** start Task input **

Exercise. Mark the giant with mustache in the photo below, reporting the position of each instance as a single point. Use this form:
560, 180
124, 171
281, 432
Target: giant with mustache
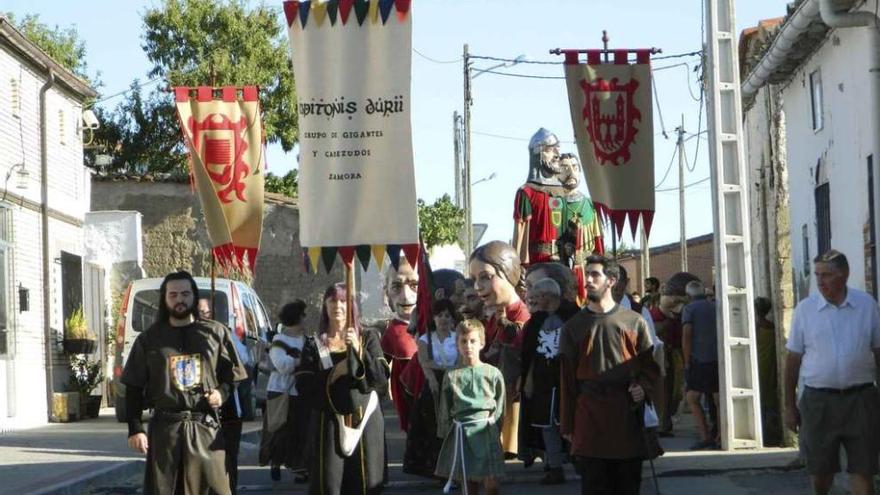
398, 344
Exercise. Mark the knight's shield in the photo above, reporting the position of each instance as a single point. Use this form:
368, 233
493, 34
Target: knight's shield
556, 206
186, 371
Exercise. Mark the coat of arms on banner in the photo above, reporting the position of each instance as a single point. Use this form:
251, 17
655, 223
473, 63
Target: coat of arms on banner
186, 371
610, 114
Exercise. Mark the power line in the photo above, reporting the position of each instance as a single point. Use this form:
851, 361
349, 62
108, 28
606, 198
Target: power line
669, 189
138, 86
511, 138
668, 168
555, 62
430, 59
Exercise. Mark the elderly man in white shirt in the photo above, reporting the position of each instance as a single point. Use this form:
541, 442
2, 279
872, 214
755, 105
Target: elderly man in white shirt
834, 347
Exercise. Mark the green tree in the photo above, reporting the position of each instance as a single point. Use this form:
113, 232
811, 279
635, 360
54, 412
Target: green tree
287, 185
196, 43
63, 45
440, 223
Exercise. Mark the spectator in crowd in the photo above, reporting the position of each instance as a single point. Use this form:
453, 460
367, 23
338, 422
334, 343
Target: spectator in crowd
288, 417
834, 348
652, 292
471, 406
539, 385
496, 268
699, 345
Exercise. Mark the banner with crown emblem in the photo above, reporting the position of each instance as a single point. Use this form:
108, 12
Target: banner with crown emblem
612, 115
352, 66
224, 133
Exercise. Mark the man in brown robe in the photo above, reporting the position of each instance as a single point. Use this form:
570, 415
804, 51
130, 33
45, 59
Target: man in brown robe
607, 368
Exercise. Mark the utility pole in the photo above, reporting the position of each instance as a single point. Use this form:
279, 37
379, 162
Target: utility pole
468, 205
681, 164
456, 144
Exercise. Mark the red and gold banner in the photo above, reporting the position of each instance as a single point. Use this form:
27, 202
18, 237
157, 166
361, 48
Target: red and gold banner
225, 139
612, 114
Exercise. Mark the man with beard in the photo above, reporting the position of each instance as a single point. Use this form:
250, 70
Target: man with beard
534, 236
183, 368
399, 346
607, 371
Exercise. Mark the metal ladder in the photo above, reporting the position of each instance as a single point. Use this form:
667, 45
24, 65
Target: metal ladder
739, 412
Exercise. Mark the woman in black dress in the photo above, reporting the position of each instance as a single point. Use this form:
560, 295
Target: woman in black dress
343, 374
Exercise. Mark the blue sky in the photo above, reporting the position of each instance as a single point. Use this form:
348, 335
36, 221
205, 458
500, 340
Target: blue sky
507, 110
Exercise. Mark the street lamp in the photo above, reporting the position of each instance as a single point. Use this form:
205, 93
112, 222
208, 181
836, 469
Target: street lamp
484, 179
469, 75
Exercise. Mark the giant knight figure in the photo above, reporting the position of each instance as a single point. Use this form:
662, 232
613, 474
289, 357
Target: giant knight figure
553, 220
534, 236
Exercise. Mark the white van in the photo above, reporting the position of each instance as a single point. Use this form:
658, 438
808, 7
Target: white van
236, 305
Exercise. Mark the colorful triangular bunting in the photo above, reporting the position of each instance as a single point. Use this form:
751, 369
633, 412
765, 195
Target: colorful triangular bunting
345, 9
411, 251
328, 256
332, 9
363, 254
378, 254
319, 12
314, 258
385, 9
361, 9
347, 253
393, 251
374, 11
291, 10
402, 9
304, 9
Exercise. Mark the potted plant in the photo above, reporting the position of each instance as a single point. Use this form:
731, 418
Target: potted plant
78, 338
85, 375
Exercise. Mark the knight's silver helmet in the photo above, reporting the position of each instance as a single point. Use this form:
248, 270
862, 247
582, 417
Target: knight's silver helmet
540, 139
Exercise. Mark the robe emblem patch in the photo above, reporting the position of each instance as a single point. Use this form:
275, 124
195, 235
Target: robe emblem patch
186, 371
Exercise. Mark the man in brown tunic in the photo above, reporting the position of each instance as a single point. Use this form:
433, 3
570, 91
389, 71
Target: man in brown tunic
607, 368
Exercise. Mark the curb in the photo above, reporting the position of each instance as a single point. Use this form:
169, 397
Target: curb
107, 476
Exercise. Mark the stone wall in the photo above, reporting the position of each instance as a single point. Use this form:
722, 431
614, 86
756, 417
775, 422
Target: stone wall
175, 237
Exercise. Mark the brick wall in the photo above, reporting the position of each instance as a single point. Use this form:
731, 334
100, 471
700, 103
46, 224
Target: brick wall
175, 237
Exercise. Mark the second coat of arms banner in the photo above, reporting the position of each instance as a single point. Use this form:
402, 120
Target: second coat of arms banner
611, 111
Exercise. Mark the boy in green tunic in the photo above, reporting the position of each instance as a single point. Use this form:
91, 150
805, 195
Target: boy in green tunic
471, 405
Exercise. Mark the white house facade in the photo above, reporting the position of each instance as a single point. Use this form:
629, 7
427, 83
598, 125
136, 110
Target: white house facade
40, 227
815, 107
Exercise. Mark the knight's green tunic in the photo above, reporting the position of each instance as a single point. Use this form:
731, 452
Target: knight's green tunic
474, 398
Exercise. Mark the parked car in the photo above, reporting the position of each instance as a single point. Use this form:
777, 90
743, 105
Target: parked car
236, 305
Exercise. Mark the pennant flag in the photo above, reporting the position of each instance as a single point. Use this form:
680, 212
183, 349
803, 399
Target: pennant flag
374, 11
379, 255
361, 9
347, 254
304, 9
291, 10
332, 6
393, 251
363, 253
612, 114
356, 176
345, 9
385, 9
328, 256
314, 258
402, 9
225, 140
319, 12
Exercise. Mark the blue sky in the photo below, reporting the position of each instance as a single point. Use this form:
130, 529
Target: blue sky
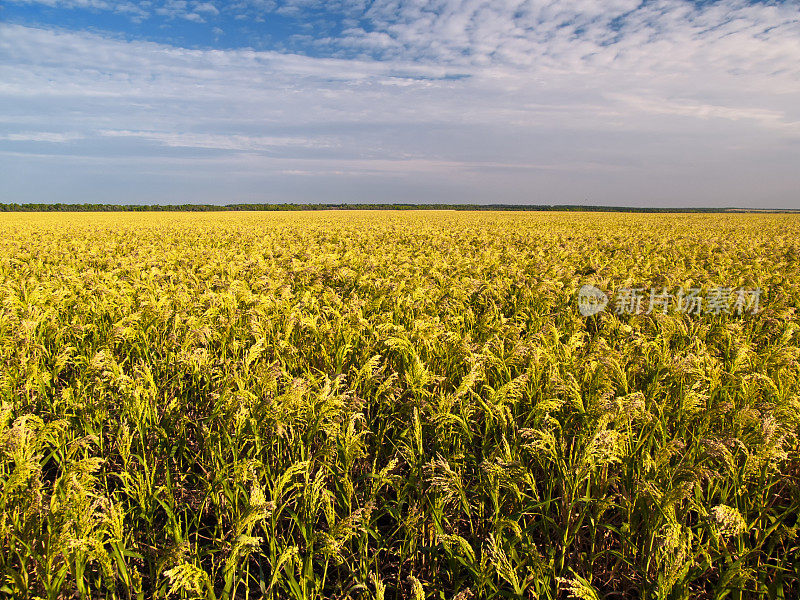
614, 102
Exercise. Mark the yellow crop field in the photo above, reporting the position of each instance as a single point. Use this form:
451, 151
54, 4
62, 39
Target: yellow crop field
399, 404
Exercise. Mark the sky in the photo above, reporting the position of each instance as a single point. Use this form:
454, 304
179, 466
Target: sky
603, 102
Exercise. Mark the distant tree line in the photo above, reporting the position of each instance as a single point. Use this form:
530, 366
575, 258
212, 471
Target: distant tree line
62, 207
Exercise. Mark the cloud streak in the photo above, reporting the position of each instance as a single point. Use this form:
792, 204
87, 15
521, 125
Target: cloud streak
509, 101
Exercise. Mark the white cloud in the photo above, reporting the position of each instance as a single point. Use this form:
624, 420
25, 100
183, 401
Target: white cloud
509, 100
41, 136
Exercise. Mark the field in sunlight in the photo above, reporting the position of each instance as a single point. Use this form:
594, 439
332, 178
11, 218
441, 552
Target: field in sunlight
355, 404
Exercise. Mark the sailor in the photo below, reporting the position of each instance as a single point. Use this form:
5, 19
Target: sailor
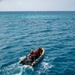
32, 54
38, 52
28, 60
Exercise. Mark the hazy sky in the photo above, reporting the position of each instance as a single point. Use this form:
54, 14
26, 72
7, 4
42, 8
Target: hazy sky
37, 5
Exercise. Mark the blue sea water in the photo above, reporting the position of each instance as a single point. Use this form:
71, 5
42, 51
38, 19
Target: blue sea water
22, 31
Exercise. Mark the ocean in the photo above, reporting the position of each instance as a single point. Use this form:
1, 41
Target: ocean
21, 32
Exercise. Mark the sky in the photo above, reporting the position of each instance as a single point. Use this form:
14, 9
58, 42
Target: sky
37, 5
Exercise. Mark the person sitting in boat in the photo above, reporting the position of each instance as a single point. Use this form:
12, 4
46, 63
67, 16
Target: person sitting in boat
38, 52
28, 59
32, 54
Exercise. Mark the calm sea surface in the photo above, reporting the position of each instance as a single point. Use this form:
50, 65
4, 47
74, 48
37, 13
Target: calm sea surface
22, 31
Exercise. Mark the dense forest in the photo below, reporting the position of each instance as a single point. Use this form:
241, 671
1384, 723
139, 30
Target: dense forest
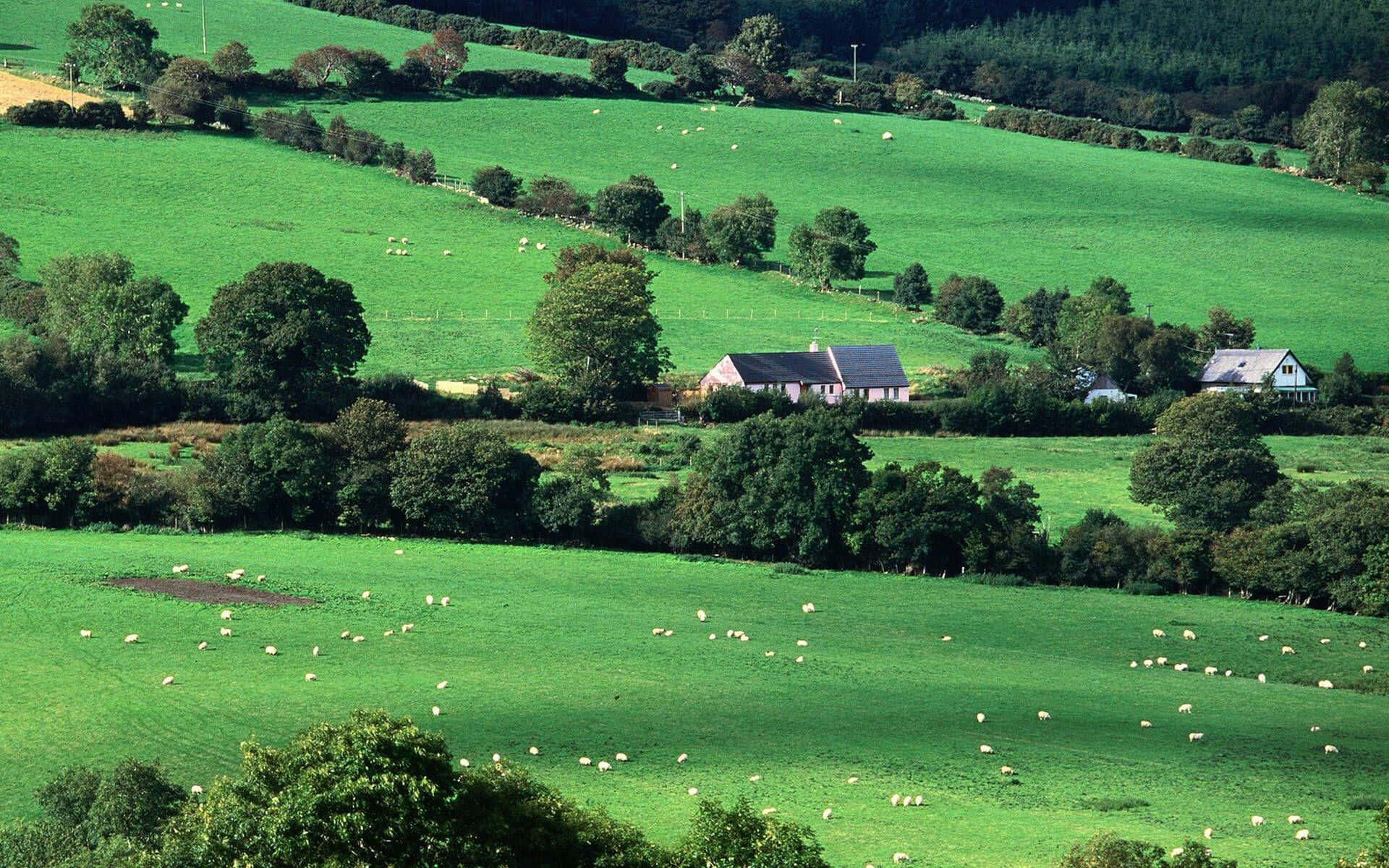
1167, 64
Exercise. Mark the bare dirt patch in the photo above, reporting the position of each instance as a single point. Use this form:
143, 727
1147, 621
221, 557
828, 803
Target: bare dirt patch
210, 592
17, 90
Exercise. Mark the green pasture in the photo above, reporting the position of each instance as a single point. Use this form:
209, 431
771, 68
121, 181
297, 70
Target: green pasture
555, 649
202, 210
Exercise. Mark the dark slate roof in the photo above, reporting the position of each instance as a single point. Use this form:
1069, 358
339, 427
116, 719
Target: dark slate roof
1241, 367
868, 367
783, 367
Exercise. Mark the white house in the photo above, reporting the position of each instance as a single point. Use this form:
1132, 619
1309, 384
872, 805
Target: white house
1245, 370
871, 373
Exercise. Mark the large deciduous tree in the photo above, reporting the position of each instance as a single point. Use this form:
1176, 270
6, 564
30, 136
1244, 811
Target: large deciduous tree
282, 339
1206, 467
111, 48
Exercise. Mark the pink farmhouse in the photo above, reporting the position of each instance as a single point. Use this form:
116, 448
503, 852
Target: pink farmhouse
870, 373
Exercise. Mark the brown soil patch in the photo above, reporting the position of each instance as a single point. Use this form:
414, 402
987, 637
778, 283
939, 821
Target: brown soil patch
210, 592
17, 90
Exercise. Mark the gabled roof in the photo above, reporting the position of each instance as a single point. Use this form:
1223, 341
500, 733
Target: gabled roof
868, 367
1242, 367
783, 367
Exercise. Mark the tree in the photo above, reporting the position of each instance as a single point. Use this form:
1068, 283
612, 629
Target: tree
608, 67
596, 326
835, 246
496, 185
744, 231
98, 305
282, 339
1342, 385
972, 303
632, 208
781, 489
111, 48
232, 61
464, 481
1206, 467
912, 288
190, 89
443, 56
1224, 332
1346, 124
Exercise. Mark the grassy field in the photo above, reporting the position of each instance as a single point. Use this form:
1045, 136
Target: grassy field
202, 210
555, 649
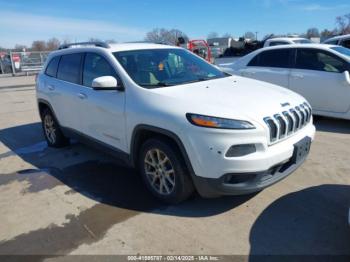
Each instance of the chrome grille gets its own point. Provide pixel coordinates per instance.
(288, 122)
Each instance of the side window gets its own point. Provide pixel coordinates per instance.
(96, 66)
(346, 43)
(51, 69)
(272, 58)
(69, 68)
(312, 59)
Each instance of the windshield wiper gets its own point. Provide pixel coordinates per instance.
(160, 84)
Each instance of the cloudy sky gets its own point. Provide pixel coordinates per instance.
(21, 22)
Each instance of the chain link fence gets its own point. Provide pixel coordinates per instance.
(22, 63)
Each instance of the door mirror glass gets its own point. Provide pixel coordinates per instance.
(105, 83)
(347, 77)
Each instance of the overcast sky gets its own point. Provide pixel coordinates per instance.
(21, 22)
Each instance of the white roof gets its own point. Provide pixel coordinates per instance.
(112, 48)
(137, 46)
(289, 39)
(319, 46)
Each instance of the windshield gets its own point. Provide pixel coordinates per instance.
(166, 67)
(342, 50)
(302, 41)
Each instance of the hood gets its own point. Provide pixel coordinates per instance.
(235, 97)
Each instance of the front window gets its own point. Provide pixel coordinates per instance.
(166, 67)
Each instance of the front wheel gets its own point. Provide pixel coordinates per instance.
(164, 171)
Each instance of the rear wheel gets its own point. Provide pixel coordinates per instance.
(52, 130)
(164, 171)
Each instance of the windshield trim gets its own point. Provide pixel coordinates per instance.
(337, 48)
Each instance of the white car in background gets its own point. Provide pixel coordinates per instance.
(318, 72)
(343, 40)
(286, 41)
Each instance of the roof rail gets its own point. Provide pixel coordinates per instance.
(99, 44)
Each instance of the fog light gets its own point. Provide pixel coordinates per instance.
(240, 150)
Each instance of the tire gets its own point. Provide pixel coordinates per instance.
(52, 131)
(164, 171)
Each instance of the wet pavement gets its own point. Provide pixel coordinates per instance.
(77, 200)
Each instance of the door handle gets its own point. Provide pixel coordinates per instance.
(82, 96)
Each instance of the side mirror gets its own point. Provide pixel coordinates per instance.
(347, 77)
(105, 83)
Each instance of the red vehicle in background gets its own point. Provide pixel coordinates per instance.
(199, 47)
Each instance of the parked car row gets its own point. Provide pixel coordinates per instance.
(319, 72)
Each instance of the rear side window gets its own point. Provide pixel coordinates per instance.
(69, 68)
(318, 60)
(272, 58)
(96, 66)
(51, 69)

** end Task input **

Quote the lines of the listing above that run from the line with "Each instance of the roof" through its last line, both included, and nothing else.

Each instance of the roof rail gets its own point. Provide pixel coordinates per instance.
(99, 44)
Each instance of the fog light gets its own point. Provide pixel coordinates per instance.
(240, 150)
Each instance of the tire gets its own point. Provide pixel coordinates per instance.
(52, 131)
(164, 171)
Each instance of the wet pavement gets its own point. Provide pixel coordinates per instance.
(77, 200)
Each instance of the door handle gets its own point. Provide pixel coordinates per instance.
(82, 96)
Each instance of the side mirror gets its own point. Provide pixel coordinates per instance.
(347, 77)
(105, 83)
Each instance of the red vehicle in background gets its own point. Provide pixel coordinates per instance.
(199, 47)
Each instance of the parked car row gets its own point. Provide pixel coordinates per instance.
(319, 72)
Each instance of the rear side window gets its own point. Provide pixel coordinates per instance.
(69, 68)
(318, 60)
(272, 58)
(96, 66)
(51, 69)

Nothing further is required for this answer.